## Source extract
AI-Powered Pipeline Recommender for O11ySources
Transforming complex data pipeline creation from a manual process into an intelligent, one-click experience.
Role
Product Manager
Company
Vunet Systems
Date
July 2024
Project Summary
I led the design and delivery of an AI-driven recommendation engine for O11ySources (integrations) that converts raw telemetry samples into validated, deployable streaming pipeline blueprints. The recommender analyzes historical pipeline definitions and plugin configurations, then proposes ready-to-apply pipeline topologies for heterogeneous telemetry data like logs, metrics and traces from various infrastructure sources like servers, DBs, network devices, middleware, cloud services and more.
The Problem
Customers had to manually author complex pipeline configurations, choosing block topologies, transform sequences, and detailed plugin parameters. This manual process was:
- Time-Consuming: Required hours of effort and deep product knowledge.
- Error-Prone: Simple syntax mistakes led to deployment failures.
- A Bottleneck: Slowed down data onboarding and delayed time-to-value for customers.
- Expert-Dependent: Often required on-call engineering effort to build and tune.

## Tasks to complete
- 1) Answer these from the pipeline recommender write-up:
(a) What role did the writer hold on the project?
(b) In what month and year is the project dated?
(c) Which three kinds of telemetry data does the write-up name?
- 2) According to the pipeline recommender write-up, why was writing pipeline configurations by hand considered error-prone?
- 3) List every drawback of the manual process given in the pipeline recommender write-up.

## Extracted information

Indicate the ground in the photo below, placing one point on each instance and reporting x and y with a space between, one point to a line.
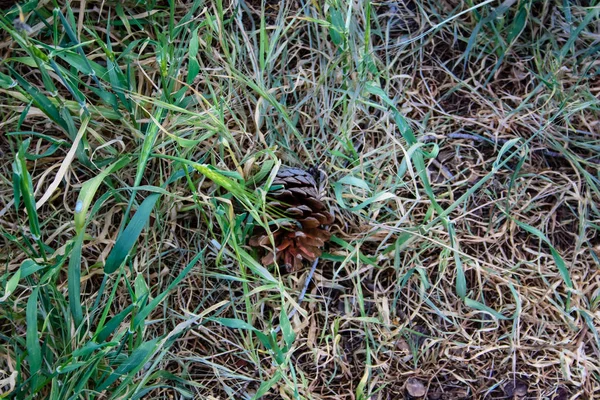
461 143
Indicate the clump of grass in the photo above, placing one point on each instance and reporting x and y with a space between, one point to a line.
462 148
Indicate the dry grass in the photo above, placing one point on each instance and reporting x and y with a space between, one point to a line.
464 259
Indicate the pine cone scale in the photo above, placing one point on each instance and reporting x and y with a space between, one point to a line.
296 197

## Set of answers
- 1)
(a) Product Manager
(b) July 2024
(c) Logs, metrics and traces

- 2) Writing configurations by hand was error-prone because simple syntax mistakes led to deployment failures.

- 3)
- Time-Consuming: it took hours of effort and deep product knowledge.
- Error-Prone: simple syntax mistakes led to deployment failures.
- A Bottleneck: it slowed down data onboarding and delayed time-to-value for customers.
- Expert-Dependent: it often needed on-call engineering effort to build and tune.